Exercise aim
Please go through the records below and keep only the lines that contain the string "point". Treat uppercase and lowercase letters as different.

Input material
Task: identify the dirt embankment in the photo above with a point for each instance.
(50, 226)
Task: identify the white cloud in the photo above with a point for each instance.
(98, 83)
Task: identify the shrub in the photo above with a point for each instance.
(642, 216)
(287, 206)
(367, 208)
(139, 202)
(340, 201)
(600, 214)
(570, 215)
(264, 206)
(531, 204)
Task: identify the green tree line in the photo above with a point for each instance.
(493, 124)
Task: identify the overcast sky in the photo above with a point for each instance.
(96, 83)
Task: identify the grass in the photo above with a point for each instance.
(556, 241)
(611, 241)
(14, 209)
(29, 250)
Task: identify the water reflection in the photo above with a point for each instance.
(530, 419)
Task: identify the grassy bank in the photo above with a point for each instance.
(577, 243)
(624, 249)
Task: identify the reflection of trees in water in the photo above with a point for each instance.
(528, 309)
...
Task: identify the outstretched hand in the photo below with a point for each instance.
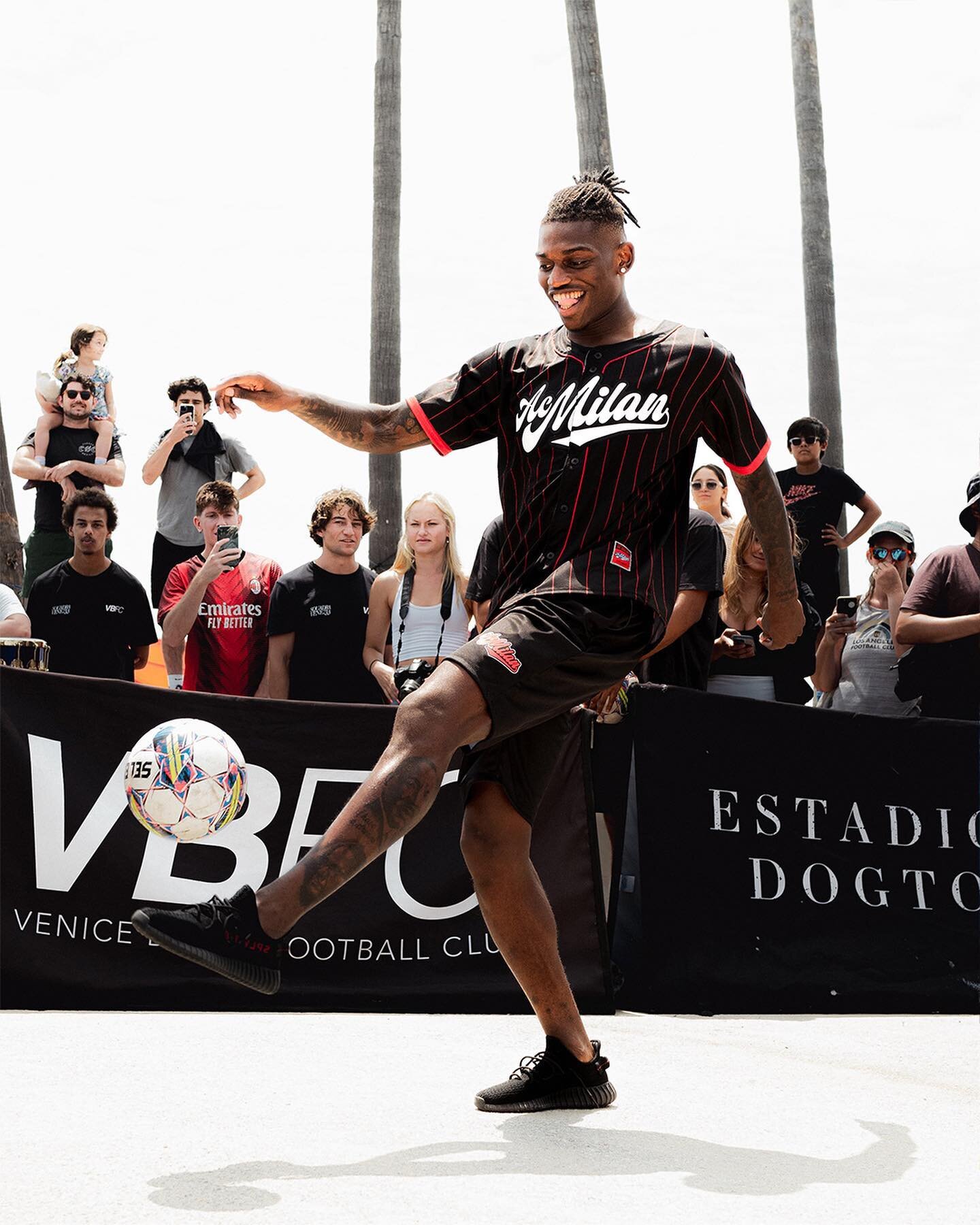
==
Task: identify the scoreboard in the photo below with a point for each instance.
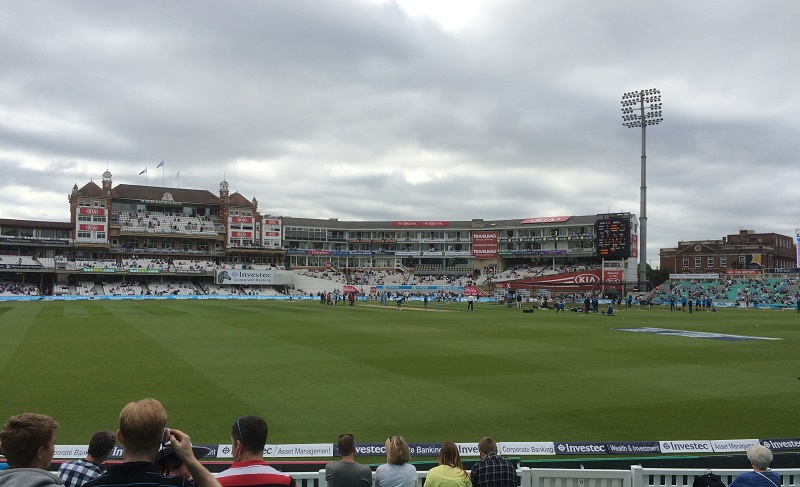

In response
Task: identify the dirt embankment in the photo above with a point for each instance.
Task: identify the white cloud in the photo above with a point for each instance.
Task: identify the shrub in the photo above with a point for each instance.
Task: identify the green tree line in the photo above with a point for each instance.
Task: identify the overcast sky in the photo above with a point for each instance.
Task: identify the grass in the photo above with a point for each instance.
Task: identify the water reflection in the photo above with a point for each instance.
Task: identify the grassy bank in the photo above with a point for each instance.
Task: identify the reflection of trees in water in the photo above with a point for each instance.
Task: identify the outstretched hand in the photo below with a point for each instance.
Task: identify the scoreboard in the photo below with a point for each instance.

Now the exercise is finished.